● **Written request**: Copy the listing from the line with "Target — white cloud" through its last line, with the requests included, and increase every point coordinate in the answers by 123.

● **Dataset entries**:
== == ==

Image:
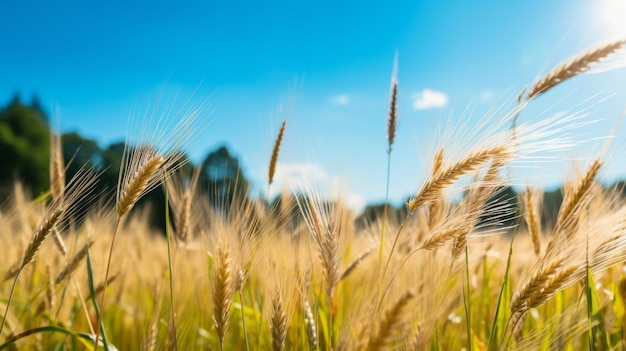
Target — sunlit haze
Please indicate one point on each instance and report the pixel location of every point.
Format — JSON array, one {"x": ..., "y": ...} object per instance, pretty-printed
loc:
[{"x": 325, "y": 67}]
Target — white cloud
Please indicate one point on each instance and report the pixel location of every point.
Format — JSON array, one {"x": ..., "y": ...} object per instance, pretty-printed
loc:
[
  {"x": 340, "y": 100},
  {"x": 301, "y": 176},
  {"x": 486, "y": 95},
  {"x": 428, "y": 98}
]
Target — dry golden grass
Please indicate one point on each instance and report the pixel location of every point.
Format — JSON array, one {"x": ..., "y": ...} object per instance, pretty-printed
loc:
[{"x": 243, "y": 274}]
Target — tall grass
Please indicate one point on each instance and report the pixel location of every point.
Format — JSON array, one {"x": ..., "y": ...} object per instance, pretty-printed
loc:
[{"x": 245, "y": 274}]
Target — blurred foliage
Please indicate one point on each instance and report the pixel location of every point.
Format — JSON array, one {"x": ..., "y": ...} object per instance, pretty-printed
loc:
[
  {"x": 24, "y": 146},
  {"x": 25, "y": 143}
]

== == ==

● **Final answer**:
Target — white cloud
Please indicate one point on each instance and report the pixel location of every point.
Format — JSON array, one {"x": ..., "y": ...} object per instance, pretty-printed
loc:
[
  {"x": 463, "y": 223},
  {"x": 424, "y": 299},
  {"x": 609, "y": 218},
  {"x": 551, "y": 221}
]
Target — dry golden grass
Please indicate one point on each instance and report the pixel location of every point.
Format — JSON array, one {"x": ..., "y": ...} object per instance, pretty-printed
loc:
[{"x": 366, "y": 397}]
Target — tall grass
Please indicate one point on each instance and report the pixel location of every point.
Format — JSON array, one {"x": ..., "y": ...} object per instance, pretty-printed
loc:
[{"x": 368, "y": 397}]
Target — blurred foliage
Please indicate one point on each instance and report the pixel location of every point.
Format — JSON array, one {"x": ..., "y": ...} object per instance, pretty-printed
loc:
[
  {"x": 147, "y": 269},
  {"x": 148, "y": 266}
]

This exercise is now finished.